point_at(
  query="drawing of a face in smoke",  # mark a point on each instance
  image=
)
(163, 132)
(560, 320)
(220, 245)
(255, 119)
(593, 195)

» Work instructions
Please convert every line of the items above into a Markdown table with the columns Row and Line, numbering the rows and leaving out blank lines.

» Full answer
| Row | Line |
|---|---|
| 1 | point_at( |
| 2 |   query="drawing of a face in smoke",  # mark a point on each instance |
| 3 |   image= |
| 4 | ) |
| 5 | (163, 132) |
| 6 | (560, 320) |
| 7 | (220, 245) |
| 8 | (255, 119) |
| 9 | (593, 195) |